(Text for analysis begins)

To update to the latest version:

npm i @cloudflare/sandbox@latest

Feb 09, 2026

AI Search now with more granular controls over indexing
AI Search
Get your content updates into AI Search faster and avoid a full rescan when you do not need it.

Reindex individual files without a full sync

Updated a file or need to retry one that errored? When you know exactly which file changed, you can now reindex it directly instead of rescanning your entire data source.

Go to Overview > Indexed Items and select the sync icon next to any file to reindex it immediately.

Crawl only the sitemap you need

By default, AI Search crawls all sitemaps listed in your robots.txt, up to the maximum files per index limit. If your site has multiple sitemaps but you only want to index a specific set, you can now specify a single sitemap URL to limit what the crawler visits.

For example, if your robots.txt lists both blog-sitemap.xml and docs-sitemap.xml, you can specify just https://example.com/docs-sitemap.xml to index only your documentation.

Configure your selection anytime in Settings > Parsing options > Specific sitemaps, then trigger a sync to apply the changes.

Learn more about indexing controls and website crawling configuration.

Feb 04, 2026

New reference documentation
AI Crawl Control
New reference documentation is now available for AI Crawl Control:
- GraphQL API reference — Query examples for crawler requests, top paths, referral traffic, and data transfer. Includes key filters for detection IDs, user agents, and referrer domains.
- Bot reference — Detection IDs and user agents for major AI crawlers from OpenAI, Anthropic, Google, Meta, and others.
- Worker templates — Deploy the x402 Payment-Gated Proxy to monetize crawler access or charge bots while letting humans through free.

Feb 03, 2026

Agents SDK v0.3.7: Workflows integration, synchronous state, and scheduleEvery()

Agents Workflows

The latest release of the Agents SDK ↗ brings first-class support for Cloudflare Workflows, synchronous state management, and new scheduling capabilities.

Cloudflare Workflows integration

Agents excel at real-time communication and state management. Workflows excel at durable execution. Together, they enable powerful patterns where Agents handle WebSocket connections while Workflows handle long-running tasks, retries, and human-in-the-loop flows.

(Text for analysis ends)
(Supplied information begins)

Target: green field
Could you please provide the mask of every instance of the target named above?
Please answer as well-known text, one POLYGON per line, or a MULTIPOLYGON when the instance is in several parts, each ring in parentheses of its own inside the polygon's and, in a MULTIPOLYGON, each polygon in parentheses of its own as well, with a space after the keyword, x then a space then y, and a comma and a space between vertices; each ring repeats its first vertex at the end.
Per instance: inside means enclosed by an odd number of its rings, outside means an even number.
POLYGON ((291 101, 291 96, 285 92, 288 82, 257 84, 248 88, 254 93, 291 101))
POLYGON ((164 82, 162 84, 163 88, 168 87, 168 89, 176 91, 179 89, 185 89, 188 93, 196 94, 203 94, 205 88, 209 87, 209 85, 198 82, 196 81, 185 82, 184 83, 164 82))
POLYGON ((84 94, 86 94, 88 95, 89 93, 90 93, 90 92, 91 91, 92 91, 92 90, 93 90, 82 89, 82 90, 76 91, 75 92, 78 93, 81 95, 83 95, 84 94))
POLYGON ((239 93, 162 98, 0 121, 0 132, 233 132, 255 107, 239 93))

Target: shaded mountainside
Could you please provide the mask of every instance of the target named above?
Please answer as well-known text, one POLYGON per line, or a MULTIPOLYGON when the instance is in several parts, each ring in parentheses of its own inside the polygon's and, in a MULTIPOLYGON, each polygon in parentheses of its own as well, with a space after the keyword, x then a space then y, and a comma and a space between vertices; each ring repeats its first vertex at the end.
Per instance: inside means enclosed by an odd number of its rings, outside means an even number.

(Supplied information ends)
(Supplied information begins)

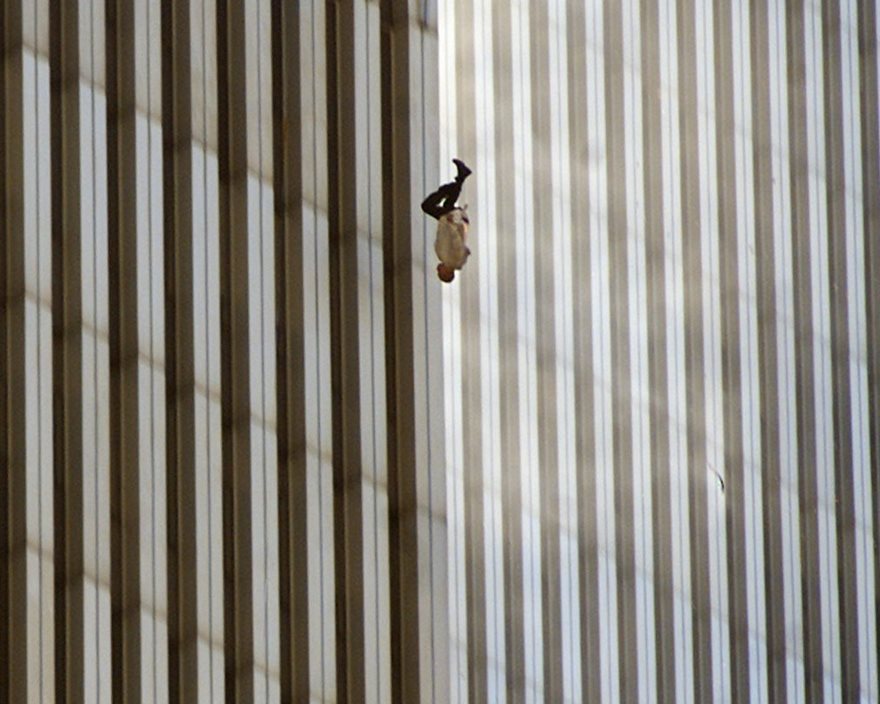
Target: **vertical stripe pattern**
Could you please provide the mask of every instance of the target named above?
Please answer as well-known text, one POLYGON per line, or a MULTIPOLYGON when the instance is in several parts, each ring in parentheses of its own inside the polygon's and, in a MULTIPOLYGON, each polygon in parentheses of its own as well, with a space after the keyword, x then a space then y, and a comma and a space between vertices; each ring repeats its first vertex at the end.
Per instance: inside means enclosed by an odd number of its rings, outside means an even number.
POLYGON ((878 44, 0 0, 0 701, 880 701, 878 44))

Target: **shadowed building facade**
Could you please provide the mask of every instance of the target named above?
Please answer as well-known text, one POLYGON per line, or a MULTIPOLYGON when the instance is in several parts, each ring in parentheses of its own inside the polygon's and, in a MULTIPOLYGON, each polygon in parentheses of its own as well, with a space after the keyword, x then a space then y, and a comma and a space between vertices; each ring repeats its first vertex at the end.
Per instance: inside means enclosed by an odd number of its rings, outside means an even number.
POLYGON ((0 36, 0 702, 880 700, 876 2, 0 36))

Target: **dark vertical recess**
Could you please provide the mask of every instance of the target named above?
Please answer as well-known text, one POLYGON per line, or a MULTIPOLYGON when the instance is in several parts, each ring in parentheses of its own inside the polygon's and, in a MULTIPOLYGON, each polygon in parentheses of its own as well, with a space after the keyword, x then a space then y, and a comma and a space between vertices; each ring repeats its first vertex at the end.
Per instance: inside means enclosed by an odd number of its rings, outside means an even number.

(Supplied information ends)

#### What you are asked to do
Answer these questions about the changelog:
1. Where do you go to reindex a single file immediately?
2. By default, which sitemaps does AI Search crawl?
3. Which version of the Agents SDK brings the Cloudflare Workflows integration?

#### Expected answer
1. Overview > Indexed Items, then select the sync icon next to the file.
2. All sitemaps listed in the robots.txt, up to the maximum files per index limit.
3. Version 0.3.7 (v0.3.7).